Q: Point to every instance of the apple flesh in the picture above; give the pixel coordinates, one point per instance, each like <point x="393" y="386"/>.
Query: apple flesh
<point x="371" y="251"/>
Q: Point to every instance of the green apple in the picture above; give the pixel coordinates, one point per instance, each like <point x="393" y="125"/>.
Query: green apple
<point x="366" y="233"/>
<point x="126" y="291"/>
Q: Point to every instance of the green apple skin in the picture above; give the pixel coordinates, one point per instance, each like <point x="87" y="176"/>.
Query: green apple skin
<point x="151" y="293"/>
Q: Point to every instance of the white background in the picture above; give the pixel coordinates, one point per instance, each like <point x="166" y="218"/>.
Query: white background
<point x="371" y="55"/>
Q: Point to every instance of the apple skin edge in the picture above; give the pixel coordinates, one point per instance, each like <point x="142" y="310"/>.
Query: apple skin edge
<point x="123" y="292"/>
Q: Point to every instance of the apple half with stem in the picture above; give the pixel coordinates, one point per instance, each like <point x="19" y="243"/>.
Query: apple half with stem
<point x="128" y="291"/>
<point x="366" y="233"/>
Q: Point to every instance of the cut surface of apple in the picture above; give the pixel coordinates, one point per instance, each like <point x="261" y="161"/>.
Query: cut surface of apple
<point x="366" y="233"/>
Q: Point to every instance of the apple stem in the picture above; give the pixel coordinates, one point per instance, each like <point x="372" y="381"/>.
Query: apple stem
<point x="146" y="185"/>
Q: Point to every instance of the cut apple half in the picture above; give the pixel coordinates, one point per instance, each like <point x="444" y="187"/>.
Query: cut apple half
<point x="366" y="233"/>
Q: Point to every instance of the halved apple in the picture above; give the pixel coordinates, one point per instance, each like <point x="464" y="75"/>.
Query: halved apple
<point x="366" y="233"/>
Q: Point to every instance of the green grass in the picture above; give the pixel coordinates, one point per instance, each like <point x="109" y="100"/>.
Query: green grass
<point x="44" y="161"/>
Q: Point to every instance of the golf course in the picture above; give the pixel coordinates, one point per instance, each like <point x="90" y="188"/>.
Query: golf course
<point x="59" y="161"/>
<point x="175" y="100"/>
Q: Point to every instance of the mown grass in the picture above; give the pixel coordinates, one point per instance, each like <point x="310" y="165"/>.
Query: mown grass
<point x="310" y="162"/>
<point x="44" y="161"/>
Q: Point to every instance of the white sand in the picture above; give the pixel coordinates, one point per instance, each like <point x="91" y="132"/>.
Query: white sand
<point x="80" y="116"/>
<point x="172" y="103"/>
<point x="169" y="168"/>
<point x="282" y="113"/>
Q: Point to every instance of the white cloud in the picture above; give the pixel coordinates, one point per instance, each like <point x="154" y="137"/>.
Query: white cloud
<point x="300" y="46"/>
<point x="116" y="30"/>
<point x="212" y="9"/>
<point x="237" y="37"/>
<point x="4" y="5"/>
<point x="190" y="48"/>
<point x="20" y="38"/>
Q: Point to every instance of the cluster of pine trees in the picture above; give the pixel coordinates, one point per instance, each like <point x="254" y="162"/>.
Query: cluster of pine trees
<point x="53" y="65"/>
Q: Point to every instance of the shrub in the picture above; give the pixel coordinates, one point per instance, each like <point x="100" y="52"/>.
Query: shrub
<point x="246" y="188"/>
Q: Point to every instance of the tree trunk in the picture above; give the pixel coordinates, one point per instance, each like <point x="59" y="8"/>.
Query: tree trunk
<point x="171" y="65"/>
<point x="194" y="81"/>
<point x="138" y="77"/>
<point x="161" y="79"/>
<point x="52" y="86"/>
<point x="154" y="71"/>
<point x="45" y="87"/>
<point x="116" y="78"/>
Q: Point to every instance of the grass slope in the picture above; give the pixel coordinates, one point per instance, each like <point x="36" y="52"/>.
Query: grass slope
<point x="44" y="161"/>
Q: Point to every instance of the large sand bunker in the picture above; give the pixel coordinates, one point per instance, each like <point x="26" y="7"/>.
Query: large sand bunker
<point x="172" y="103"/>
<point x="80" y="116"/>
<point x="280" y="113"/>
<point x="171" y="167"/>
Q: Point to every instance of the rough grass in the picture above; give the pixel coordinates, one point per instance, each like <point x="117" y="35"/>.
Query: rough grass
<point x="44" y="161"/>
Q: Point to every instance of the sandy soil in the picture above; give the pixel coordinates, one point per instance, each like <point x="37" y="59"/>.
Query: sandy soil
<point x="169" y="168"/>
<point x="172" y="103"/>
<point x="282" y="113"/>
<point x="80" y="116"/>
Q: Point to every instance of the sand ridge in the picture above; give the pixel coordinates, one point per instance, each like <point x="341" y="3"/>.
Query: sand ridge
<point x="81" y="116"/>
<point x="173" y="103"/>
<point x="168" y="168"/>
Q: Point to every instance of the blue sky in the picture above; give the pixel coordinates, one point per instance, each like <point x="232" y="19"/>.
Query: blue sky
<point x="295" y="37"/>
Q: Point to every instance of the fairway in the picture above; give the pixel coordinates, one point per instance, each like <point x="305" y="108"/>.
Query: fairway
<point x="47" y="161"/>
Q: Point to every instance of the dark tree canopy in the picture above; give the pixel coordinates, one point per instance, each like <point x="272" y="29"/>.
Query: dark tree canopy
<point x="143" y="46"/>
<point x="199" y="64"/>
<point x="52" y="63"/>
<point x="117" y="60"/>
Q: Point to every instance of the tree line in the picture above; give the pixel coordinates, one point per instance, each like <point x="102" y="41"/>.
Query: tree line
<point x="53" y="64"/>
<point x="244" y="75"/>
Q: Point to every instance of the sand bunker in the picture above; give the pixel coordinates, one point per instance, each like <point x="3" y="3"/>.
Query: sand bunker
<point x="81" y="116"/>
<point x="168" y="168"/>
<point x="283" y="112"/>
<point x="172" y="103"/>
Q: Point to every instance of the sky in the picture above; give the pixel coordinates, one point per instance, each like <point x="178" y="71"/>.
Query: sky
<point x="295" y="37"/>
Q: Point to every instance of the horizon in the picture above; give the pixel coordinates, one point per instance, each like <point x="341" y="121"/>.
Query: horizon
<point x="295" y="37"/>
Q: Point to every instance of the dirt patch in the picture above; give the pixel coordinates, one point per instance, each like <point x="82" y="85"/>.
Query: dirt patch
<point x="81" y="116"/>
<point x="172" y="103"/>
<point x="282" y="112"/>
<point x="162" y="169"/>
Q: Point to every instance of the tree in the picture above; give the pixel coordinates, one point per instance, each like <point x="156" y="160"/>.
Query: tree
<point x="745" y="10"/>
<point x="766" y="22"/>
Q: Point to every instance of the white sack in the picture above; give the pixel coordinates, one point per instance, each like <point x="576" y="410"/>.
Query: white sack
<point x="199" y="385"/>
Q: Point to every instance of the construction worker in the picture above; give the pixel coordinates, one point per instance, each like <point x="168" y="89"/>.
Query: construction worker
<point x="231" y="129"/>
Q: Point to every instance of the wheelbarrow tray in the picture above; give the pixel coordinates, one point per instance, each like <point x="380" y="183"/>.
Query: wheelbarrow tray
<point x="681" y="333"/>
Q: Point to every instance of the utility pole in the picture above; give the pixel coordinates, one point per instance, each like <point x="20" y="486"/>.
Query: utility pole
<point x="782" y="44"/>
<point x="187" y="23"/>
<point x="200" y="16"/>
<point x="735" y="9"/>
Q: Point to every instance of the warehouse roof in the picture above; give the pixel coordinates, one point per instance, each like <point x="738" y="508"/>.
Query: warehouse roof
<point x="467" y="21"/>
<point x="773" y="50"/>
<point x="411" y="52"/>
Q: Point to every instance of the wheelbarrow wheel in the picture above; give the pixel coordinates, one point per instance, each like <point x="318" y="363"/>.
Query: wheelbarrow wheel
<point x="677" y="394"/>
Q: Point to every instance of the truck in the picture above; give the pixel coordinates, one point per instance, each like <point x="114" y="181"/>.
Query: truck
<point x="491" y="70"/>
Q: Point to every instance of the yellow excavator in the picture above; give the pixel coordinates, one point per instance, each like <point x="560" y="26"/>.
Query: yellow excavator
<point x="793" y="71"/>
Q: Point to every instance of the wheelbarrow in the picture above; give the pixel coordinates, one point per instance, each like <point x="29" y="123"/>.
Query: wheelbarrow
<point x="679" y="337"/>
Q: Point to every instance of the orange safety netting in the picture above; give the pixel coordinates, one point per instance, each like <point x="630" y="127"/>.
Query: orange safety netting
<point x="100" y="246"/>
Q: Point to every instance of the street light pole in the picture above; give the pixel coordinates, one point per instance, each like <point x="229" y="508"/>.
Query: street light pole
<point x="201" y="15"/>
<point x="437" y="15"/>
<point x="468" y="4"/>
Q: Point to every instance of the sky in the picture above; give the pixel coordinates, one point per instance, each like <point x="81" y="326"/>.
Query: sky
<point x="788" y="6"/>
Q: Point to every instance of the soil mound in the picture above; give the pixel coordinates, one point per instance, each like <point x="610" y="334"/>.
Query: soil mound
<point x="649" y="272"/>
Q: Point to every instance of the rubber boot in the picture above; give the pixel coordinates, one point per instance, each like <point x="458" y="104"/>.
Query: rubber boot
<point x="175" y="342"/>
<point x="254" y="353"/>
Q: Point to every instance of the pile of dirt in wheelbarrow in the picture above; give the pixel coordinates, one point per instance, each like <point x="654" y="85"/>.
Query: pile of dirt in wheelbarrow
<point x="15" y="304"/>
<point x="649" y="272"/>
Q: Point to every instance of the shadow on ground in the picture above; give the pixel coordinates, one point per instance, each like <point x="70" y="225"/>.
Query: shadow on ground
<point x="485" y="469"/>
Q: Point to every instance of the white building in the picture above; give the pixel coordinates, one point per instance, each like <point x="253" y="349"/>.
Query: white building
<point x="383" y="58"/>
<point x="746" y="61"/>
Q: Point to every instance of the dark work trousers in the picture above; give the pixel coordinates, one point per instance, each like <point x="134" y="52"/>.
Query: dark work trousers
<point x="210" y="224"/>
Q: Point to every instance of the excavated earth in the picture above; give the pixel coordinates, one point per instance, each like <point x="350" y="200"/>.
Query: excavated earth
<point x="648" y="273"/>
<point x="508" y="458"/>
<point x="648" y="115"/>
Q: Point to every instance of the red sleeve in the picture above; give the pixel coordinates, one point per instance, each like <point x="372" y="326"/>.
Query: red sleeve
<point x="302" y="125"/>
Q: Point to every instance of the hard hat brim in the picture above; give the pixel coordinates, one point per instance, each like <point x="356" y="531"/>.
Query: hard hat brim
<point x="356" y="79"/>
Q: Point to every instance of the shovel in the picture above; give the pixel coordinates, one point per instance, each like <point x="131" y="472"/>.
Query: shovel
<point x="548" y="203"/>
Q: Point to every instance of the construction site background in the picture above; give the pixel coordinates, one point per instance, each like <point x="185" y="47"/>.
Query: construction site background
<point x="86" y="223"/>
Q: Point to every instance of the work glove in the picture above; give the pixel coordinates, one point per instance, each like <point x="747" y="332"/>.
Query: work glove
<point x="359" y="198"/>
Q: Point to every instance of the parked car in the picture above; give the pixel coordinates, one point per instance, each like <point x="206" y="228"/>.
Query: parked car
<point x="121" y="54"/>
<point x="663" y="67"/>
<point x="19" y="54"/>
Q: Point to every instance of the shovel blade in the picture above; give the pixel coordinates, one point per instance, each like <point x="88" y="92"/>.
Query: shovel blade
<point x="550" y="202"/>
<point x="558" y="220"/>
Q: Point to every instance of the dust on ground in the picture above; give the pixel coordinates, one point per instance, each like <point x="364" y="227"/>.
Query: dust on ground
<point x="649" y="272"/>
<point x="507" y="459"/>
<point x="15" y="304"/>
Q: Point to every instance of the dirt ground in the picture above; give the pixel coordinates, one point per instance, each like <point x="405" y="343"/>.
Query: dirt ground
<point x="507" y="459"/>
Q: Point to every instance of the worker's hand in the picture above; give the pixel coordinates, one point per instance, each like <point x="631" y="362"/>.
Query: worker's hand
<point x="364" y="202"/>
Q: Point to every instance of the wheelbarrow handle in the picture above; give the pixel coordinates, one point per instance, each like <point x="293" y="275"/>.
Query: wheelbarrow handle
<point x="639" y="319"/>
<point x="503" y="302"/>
---------------
## SET EXERCISE
Starting with the line containing "Q: Point to every instance of the worker's" and going on through the end of the lines, write those lines out again with "wheelbarrow handle" changed to "cart handle" and nothing else altered.

## SOLUTION TO THIS EXERCISE
Q: Point to every instance of the worker's hand in the picture above; give the pixel coordinates, one point per instance, each like <point x="631" y="362"/>.
Query: worker's hand
<point x="364" y="202"/>
Q: Point to every instance of the cart handle in the picture above; give the pixel coordinates, one point per instance, each like <point x="293" y="275"/>.
Query: cart handle
<point x="639" y="319"/>
<point x="503" y="302"/>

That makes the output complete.